### Task details
Repeat the following lines exactly and nothing else: the line containing "the shoe sole." and each line after it through the end of the listing.

-- Start of Input rows --

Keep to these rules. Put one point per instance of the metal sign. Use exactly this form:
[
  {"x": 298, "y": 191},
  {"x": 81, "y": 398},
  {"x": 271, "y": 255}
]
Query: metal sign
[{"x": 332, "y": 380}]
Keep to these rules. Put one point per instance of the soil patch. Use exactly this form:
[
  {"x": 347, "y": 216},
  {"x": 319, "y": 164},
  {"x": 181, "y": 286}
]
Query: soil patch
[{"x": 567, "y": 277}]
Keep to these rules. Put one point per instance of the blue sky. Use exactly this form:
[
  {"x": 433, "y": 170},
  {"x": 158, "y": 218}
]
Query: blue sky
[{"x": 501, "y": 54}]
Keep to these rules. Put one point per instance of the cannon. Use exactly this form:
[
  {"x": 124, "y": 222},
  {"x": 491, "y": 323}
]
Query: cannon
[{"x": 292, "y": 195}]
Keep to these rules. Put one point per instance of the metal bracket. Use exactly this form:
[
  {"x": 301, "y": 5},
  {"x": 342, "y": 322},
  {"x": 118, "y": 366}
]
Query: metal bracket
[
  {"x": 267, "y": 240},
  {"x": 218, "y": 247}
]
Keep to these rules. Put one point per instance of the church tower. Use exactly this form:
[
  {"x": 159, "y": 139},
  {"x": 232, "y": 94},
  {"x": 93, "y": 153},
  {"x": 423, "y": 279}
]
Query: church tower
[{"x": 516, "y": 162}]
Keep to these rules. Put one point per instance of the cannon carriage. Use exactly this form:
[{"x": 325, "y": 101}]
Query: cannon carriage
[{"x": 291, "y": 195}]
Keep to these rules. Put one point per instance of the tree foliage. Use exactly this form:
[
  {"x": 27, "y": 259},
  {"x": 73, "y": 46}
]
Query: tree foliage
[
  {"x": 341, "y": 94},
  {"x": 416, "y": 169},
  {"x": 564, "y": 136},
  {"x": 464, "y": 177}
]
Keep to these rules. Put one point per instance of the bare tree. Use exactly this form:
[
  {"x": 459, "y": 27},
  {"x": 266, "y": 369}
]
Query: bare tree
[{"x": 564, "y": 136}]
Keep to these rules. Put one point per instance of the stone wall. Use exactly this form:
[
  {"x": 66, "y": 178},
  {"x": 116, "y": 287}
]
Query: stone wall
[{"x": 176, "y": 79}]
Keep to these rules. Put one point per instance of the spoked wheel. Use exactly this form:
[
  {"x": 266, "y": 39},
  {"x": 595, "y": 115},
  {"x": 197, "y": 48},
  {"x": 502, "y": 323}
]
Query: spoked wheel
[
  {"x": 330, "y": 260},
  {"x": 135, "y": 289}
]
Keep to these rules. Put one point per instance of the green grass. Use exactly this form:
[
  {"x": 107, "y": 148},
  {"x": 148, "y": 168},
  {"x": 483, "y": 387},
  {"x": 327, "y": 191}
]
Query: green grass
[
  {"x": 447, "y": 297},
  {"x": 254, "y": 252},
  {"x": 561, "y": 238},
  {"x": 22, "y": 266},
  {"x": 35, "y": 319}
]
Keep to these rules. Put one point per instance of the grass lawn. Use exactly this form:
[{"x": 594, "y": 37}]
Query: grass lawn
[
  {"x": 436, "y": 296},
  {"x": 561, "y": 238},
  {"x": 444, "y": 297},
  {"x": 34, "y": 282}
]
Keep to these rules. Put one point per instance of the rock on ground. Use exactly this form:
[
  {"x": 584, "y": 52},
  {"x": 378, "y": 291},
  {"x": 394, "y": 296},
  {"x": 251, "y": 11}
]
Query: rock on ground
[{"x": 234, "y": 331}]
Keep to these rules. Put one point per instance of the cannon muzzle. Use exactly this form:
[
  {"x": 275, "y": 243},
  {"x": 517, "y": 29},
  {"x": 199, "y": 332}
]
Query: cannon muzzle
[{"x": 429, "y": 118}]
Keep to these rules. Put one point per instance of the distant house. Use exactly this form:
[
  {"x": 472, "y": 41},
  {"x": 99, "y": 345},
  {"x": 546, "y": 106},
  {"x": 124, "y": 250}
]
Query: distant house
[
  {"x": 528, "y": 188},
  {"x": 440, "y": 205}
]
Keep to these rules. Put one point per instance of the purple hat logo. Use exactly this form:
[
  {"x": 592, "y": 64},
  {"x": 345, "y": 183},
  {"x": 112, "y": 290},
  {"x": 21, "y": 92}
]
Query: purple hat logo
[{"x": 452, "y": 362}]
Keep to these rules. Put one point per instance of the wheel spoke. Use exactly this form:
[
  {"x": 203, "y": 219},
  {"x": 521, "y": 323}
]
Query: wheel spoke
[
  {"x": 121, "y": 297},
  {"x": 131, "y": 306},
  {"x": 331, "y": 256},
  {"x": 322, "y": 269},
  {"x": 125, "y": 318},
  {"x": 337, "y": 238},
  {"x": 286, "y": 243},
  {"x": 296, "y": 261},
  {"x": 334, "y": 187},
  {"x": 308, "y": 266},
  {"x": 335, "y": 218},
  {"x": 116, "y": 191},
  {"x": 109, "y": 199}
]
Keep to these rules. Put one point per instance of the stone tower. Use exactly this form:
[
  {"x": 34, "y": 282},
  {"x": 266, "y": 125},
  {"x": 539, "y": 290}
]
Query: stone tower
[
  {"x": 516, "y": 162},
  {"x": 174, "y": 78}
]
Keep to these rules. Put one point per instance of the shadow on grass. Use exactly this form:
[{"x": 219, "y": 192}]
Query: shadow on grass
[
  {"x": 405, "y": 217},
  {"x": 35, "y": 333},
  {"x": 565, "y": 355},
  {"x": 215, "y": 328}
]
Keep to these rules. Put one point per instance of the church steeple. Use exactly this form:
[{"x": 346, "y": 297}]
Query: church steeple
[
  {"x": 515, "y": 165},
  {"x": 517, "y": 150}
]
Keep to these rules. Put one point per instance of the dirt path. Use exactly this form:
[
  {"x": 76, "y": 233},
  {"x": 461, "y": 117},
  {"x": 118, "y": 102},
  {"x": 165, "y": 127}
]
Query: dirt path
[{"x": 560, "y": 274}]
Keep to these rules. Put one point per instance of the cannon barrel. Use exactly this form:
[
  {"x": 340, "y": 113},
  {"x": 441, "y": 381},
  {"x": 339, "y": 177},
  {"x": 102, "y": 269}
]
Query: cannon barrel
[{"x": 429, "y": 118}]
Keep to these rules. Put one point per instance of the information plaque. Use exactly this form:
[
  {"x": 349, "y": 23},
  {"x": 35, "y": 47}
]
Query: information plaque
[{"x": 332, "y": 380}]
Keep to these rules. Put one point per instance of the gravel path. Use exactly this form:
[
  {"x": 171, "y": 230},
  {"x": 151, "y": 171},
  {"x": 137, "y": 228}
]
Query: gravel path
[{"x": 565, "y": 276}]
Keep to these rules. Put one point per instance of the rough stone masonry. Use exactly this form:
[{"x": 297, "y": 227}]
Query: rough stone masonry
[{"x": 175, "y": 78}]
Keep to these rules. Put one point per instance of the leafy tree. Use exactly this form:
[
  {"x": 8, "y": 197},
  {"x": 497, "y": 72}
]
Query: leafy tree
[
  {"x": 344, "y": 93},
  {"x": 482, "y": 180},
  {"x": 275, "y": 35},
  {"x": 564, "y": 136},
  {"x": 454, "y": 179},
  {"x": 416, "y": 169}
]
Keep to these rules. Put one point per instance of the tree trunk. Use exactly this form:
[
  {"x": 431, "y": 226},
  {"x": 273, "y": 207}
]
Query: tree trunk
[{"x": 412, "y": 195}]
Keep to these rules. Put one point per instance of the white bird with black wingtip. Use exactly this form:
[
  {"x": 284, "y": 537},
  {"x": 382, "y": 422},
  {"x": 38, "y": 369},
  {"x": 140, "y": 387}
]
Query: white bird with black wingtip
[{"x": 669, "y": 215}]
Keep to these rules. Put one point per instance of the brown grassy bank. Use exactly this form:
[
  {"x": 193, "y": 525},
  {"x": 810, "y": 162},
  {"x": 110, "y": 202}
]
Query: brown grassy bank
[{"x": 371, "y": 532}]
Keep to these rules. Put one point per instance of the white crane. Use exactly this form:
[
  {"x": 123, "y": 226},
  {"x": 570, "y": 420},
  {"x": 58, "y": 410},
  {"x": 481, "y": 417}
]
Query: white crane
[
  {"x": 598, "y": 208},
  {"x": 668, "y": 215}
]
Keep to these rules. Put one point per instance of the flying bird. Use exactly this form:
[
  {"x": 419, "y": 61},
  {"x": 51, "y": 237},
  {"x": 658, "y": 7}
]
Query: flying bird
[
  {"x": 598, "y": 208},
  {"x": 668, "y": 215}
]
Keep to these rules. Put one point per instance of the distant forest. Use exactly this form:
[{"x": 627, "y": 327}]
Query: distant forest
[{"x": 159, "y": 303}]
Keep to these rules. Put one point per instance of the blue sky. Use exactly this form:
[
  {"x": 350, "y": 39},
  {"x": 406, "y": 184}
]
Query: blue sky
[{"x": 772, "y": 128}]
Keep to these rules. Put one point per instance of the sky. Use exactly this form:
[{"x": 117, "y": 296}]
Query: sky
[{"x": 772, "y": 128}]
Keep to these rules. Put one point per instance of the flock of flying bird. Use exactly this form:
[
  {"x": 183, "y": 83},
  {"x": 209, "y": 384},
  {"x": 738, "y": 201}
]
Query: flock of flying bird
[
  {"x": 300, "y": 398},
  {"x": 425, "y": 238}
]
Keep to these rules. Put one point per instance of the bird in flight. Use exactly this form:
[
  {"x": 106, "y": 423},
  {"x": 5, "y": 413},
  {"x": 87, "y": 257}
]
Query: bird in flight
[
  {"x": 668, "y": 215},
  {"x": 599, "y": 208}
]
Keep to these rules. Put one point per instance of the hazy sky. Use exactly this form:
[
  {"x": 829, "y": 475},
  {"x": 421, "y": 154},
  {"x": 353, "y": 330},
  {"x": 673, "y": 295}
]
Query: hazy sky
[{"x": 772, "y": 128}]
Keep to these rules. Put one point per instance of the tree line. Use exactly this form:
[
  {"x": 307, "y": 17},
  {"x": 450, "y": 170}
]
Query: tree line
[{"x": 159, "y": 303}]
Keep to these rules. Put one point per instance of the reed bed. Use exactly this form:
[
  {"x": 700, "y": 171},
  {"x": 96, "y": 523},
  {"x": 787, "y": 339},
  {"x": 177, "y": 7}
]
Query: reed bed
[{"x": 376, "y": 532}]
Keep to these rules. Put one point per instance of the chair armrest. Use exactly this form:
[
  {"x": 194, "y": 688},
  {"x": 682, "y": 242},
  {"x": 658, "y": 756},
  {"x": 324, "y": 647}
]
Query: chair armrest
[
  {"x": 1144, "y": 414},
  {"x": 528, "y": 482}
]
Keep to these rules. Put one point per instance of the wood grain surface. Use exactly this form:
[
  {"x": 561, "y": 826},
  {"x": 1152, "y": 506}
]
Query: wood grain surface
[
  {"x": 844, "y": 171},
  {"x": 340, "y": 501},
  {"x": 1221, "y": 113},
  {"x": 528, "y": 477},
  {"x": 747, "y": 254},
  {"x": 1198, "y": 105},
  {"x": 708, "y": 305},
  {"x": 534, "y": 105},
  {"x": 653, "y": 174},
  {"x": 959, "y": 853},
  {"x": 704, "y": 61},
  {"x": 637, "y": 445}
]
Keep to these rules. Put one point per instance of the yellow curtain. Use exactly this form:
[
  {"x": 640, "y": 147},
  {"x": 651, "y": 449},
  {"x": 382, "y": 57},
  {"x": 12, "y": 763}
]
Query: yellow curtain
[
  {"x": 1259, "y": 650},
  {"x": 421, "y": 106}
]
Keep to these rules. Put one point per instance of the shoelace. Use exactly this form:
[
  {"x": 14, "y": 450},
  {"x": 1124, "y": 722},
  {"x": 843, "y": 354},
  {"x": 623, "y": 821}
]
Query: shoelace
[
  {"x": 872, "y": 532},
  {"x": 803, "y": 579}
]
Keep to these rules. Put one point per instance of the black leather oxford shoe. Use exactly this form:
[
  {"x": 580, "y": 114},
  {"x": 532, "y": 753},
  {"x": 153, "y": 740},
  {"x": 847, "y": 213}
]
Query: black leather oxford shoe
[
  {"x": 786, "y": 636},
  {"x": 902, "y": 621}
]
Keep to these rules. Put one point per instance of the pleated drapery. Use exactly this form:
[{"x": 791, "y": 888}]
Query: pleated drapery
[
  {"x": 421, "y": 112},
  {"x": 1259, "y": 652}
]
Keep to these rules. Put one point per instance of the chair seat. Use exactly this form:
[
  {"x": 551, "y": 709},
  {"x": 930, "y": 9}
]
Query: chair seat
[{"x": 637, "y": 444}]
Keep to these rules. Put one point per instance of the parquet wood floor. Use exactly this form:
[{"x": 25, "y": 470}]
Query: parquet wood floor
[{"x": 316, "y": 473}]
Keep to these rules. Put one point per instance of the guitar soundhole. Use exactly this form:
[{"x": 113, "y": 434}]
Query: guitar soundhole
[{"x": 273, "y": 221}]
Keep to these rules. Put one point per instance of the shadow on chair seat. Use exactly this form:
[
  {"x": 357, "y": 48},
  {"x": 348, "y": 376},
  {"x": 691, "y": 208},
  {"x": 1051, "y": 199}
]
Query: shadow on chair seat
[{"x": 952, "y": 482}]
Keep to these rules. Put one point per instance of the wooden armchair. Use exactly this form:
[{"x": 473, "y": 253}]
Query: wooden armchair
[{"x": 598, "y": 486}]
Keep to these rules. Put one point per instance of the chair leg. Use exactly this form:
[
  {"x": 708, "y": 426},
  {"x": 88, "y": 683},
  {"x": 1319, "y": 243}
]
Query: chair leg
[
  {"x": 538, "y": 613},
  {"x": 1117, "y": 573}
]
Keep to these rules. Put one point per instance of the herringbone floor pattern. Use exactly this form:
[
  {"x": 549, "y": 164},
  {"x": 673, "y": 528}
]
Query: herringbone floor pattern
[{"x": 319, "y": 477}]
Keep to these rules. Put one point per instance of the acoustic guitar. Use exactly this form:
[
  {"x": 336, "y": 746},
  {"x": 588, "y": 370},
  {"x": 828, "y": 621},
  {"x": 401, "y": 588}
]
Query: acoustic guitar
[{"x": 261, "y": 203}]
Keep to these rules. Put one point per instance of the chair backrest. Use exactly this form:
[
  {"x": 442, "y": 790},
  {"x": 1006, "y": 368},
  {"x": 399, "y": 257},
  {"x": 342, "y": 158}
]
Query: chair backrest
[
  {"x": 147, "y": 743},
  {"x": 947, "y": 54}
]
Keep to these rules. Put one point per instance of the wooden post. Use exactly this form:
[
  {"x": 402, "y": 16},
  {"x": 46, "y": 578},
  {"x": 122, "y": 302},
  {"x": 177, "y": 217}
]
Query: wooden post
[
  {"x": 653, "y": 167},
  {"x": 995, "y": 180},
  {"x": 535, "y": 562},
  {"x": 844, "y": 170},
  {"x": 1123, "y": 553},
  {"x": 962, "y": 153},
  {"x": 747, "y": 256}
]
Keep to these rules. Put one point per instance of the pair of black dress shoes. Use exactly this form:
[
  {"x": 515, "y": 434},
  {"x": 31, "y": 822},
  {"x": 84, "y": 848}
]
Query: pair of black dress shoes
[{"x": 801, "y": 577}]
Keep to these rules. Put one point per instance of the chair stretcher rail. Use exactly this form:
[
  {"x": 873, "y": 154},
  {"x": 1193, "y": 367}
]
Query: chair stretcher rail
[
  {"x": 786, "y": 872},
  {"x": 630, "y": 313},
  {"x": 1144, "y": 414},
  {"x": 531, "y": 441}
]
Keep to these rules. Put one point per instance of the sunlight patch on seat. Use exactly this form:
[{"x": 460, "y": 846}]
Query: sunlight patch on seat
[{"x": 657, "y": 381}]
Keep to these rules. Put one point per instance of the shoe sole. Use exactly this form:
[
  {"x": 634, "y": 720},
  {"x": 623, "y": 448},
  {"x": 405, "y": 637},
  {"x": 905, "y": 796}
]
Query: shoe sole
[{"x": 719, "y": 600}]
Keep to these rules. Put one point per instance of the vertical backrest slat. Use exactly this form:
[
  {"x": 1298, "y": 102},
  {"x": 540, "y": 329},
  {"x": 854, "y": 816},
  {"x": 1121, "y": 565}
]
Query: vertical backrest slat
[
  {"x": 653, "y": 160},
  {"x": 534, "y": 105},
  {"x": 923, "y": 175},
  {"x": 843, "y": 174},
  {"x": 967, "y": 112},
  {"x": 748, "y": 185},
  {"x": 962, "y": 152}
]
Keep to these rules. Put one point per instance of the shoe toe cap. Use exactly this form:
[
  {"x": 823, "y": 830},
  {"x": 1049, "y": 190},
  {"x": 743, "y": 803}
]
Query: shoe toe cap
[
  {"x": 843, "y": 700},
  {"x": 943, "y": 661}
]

-- End of Input rows --

### Result for this exercise
Keep to these rules. Put one point per instance of the shoe sole. Use exactly this form:
[
  {"x": 634, "y": 720},
  {"x": 623, "y": 448},
  {"x": 405, "y": 637},
  {"x": 905, "y": 796}
]
Query: shoe sole
[{"x": 719, "y": 600}]
Keep to these rules. Put one point per instance of the vertical backrest slat. Use exactly this form:
[
  {"x": 1298, "y": 102},
  {"x": 540, "y": 329},
  {"x": 854, "y": 816},
  {"x": 1121, "y": 565}
]
Query: vertical backrest slat
[
  {"x": 653, "y": 160},
  {"x": 534, "y": 105},
  {"x": 923, "y": 175},
  {"x": 843, "y": 174},
  {"x": 967, "y": 112},
  {"x": 748, "y": 185},
  {"x": 962, "y": 152}
]
Keep to these rules. Put one point per instance of the shoe toe cap. Use exactly this form:
[
  {"x": 823, "y": 830},
  {"x": 1049, "y": 190},
  {"x": 743, "y": 803}
]
Query: shoe toe cap
[
  {"x": 843, "y": 700},
  {"x": 943, "y": 661}
]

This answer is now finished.